-------- Page text

I'm not sure he knows what he wants, at this point.

He knows that I do stuff with wifi mesh using BelAir products and wanted 
to know what that would cost.  I told him BelAir might be good up to 
only a certain Mbps (fairly steady ~30Mbps on 802.11a radios, which I've 
tested many times), and after that, he'd after to think about 
frequencies not offered in any of the radios modules that you can put in 
a BelAir.  He also only needs a simple PtP bridge, and a lot of the 
extra stuff he'd be paying for with BelAir would be too much if he 
didn't plan on ever exceeding that.

Thanks for the advice on the Motorola Orthagon line.  I have heard a lot 
of crap about their product line (mostly from people I work with who 
used to work with their products or at Motorola), but I'm not sure if it 
was this particular line or not.

Their 500/600 series look good bandwidth wise. Some of the others 
(100/200/300/400 series), however, look fairly so-so at best (and sucky 
at worst).

----------------
-------- Given data

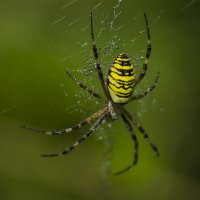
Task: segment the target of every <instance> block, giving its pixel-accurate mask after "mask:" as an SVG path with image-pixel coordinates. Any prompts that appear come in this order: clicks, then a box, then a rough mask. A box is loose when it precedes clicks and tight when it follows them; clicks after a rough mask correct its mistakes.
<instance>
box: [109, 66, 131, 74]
mask: <svg viewBox="0 0 200 200" xmlns="http://www.w3.org/2000/svg"><path fill="white" fill-rule="evenodd" d="M112 68H115V69H116V70H117V71H119V72H122V74H123V73H125V72H128V73H131V72H133V68H132V69H118V68H116V67H115V66H114V65H112V66H111V67H110V69H112Z"/></svg>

----------------

** Assignment **
Which product series numbers does the message about wireless bridging equipment mention?

** Exercise result **
100, 200, 300, 400, 500, 600